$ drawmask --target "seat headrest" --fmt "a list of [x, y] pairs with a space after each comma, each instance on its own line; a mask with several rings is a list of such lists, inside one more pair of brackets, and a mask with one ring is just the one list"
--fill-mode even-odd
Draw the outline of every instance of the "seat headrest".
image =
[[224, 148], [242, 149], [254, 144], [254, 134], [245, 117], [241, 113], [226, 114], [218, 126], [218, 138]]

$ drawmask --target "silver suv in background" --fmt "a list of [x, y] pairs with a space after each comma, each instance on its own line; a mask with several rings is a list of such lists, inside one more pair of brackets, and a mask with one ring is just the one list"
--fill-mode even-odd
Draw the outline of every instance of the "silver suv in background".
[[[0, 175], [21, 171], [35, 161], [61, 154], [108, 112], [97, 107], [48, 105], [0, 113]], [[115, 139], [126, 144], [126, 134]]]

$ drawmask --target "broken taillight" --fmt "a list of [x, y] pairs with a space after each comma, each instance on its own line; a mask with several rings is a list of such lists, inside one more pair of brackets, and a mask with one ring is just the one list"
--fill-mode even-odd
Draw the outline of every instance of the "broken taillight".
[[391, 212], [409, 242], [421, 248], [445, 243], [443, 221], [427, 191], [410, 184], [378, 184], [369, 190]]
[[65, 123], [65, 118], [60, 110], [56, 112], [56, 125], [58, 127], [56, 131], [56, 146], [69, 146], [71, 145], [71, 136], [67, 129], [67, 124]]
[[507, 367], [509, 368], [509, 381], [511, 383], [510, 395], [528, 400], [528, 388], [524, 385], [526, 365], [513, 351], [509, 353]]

*-*-*

§ Short exercise:
Arrange every line above as a JSON array of strings, one string per line, with the blank lines left out.

§ Solution to this task:
[
  "$ drawmask --target \"seat headrest\" --fmt \"a list of [x, y] pairs with a space after each comma, each instance on its own line; a mask with several rings is a list of such lists, inside one more pair of brackets, and a mask with one ring is just the one list\"",
  "--fill-mode even-odd",
  "Draw the outline of every instance of the \"seat headrest\".",
  "image =",
  "[[224, 148], [242, 149], [254, 144], [254, 134], [245, 117], [241, 113], [226, 114], [218, 126], [218, 138]]",
  "$ drawmask --target \"silver suv in background\" --fmt \"a list of [x, y] pairs with a space after each comma, each instance on its own line; a mask with several rings is a list of such lists, inside one more pair of brackets, and a mask with one ring is just the one list\"",
  "--fill-mode even-odd",
  "Draw the outline of every instance of the \"silver suv in background\".",
  "[[[0, 175], [21, 171], [35, 161], [61, 154], [108, 112], [97, 107], [48, 105], [0, 113]], [[115, 139], [126, 144], [126, 134]]]",
  "$ drawmask --target \"broken taillight\" --fmt \"a list of [x, y] pairs with a space after each comma, each instance on its own line; a mask with several rings is a list of such lists, inside one more pair of brackets, and a mask with one ring is just the one list\"",
  "--fill-mode even-odd",
  "Draw the outline of every instance of the \"broken taillight\".",
  "[[391, 212], [409, 242], [421, 248], [445, 243], [443, 221], [427, 191], [410, 184], [378, 184], [369, 190]]",
  "[[65, 123], [65, 118], [60, 110], [56, 112], [56, 125], [58, 127], [56, 131], [56, 146], [69, 146], [71, 145], [71, 136], [67, 129], [67, 124]]",
  "[[507, 367], [509, 368], [509, 381], [511, 383], [510, 395], [528, 400], [528, 388], [524, 385], [526, 365], [513, 351], [509, 353]]"
]